----- Text section
Can Java be used for real-time applications with MQTT?

Yes, Java can be used with MQTT for real-time IoT applications.

What are the advantages of using MQTT over HTTP in Java?

MQTT has a smaller message size and is more efficient for IoT use cases than HTTP and supports environments with limited network connection and many devices.

Can you use MQTT with Java without extensions?

No, you have to install a Java MQTT client such as HiveMQ MQTT Client for Java or Paho Java Client Library.

How do you install Paho Java?

You can install Paho Java by downloading it from the Eclipse project page. A detailed instruction is provided in the blog Implementing MQTT in Java .

MQTT MQTT Client

Implementing MQTT in Java

by HiveMQ Team

Sep 28, 2023 (updated on Feb 27, 2024) 12 min read

Developers can use Java to implement MQTT and enable efficient data exchange in IoT systems. MQTT’s publish/subscribe model uses minimal code and data compared to other protocols and supports real-time communication while using fewer resources. Java is an object-oriented programming language. It’s designed so that compiled Java programs can run on any platform without having to be recompiled. Java is one of the most popular programming languages and is especially useful for client-server web applications.
----------
> _Stated problem A_
Answer these questions about the MQTT page, one per line:
(i) Which two Java MQTT clients does it name?
(ii) From where can Paho Java be downloaded?
(iii) On what date was the article updated?
The MQTT page and the records that come after it are unrelated material.
----- Dataset entries
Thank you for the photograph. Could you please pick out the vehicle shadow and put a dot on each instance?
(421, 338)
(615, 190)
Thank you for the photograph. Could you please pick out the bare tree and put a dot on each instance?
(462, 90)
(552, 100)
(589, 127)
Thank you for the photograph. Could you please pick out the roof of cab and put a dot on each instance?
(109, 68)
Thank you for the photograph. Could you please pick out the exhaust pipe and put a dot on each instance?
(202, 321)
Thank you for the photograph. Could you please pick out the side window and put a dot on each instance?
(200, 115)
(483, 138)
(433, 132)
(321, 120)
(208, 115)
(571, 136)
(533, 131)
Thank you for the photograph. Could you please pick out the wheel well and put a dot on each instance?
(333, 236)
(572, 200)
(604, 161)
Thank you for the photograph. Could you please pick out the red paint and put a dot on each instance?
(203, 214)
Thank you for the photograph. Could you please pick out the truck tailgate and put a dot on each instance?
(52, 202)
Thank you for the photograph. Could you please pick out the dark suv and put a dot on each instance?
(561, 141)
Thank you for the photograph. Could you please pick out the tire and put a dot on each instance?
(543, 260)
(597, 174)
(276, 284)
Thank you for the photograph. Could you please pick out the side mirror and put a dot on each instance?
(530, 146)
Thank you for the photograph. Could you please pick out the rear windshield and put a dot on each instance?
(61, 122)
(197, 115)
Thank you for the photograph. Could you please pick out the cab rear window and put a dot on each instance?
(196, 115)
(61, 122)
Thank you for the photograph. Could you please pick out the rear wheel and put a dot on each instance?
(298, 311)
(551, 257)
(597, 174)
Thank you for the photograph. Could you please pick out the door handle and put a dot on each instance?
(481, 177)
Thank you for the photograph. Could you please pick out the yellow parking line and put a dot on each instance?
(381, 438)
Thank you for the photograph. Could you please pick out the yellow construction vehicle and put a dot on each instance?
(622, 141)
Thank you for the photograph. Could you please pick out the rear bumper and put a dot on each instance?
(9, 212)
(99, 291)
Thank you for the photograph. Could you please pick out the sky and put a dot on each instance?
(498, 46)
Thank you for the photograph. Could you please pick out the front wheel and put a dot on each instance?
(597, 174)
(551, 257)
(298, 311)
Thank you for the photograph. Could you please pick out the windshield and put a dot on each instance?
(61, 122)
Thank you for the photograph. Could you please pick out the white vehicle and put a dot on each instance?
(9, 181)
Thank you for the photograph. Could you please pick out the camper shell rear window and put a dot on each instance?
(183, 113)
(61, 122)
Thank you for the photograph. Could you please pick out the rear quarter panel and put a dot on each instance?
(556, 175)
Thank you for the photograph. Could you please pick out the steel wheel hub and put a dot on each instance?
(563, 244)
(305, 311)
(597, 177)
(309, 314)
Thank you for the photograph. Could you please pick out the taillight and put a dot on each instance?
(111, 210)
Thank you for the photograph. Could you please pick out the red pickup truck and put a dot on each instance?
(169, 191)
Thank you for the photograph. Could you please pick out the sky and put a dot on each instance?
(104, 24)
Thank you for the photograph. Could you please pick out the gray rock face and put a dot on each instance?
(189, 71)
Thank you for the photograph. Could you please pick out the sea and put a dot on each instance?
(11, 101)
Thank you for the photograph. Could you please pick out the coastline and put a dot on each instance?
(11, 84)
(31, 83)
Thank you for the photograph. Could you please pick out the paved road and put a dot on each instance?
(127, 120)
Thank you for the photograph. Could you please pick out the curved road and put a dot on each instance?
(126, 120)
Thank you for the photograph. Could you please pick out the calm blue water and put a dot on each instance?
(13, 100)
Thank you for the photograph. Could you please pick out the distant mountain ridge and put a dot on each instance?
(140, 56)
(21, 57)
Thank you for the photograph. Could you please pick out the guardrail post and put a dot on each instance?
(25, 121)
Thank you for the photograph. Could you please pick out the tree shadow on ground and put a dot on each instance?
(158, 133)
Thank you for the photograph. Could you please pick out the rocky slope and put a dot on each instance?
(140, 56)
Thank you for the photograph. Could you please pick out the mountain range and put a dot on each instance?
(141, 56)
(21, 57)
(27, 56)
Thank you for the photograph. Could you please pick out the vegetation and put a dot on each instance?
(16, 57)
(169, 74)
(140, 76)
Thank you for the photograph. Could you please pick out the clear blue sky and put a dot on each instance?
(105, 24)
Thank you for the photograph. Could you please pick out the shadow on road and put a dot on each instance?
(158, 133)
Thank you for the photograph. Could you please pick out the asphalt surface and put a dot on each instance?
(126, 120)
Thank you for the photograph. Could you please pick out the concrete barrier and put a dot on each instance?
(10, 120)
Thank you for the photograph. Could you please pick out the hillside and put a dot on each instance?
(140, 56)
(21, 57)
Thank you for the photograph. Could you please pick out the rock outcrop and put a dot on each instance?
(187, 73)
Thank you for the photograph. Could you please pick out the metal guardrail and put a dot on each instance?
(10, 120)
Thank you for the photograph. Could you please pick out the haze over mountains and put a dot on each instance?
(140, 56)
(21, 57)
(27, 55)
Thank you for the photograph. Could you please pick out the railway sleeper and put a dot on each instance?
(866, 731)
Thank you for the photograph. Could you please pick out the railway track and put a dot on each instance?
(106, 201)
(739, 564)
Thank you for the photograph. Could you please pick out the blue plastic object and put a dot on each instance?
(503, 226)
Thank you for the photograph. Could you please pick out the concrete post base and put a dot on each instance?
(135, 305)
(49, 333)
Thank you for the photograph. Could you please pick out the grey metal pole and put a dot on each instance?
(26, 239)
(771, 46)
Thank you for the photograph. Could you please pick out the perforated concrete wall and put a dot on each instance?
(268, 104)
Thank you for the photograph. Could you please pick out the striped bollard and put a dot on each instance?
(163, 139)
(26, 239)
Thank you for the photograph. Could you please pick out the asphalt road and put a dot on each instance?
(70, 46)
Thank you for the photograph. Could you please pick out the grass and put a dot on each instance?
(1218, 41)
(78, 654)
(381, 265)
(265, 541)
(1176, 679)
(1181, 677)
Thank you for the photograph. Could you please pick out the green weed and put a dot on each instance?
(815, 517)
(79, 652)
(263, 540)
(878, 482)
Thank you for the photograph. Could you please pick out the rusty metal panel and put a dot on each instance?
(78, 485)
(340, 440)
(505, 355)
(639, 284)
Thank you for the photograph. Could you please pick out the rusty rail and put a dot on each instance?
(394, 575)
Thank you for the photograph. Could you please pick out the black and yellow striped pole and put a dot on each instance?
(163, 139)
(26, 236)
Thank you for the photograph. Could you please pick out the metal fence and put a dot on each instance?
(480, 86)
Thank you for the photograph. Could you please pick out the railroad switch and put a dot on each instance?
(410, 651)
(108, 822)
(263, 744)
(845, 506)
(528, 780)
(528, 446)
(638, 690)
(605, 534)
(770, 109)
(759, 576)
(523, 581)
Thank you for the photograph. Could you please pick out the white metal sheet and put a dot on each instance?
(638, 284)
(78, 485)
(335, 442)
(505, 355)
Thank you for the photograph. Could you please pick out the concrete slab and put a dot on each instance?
----------
> _Stated problem B_
Please identify every line of the records that contains the string "vehicle", and copy each such line.

> _Expected output A_
(i) HiveMQ MQTT Client for Java and Paho Java Client Library
(ii) The Eclipse project page
(iii) Feb 27, 2024

> _Expected output B_
Thank you for the photograph. Could you please pick out the vehicle shadow and put a dot on each instance?
Thank you for the photograph. Could you please pick out the yellow construction vehicle and put a dot on each instance?
Thank you for the photograph. Could you please pick out the white vehicle and put a dot on each instance?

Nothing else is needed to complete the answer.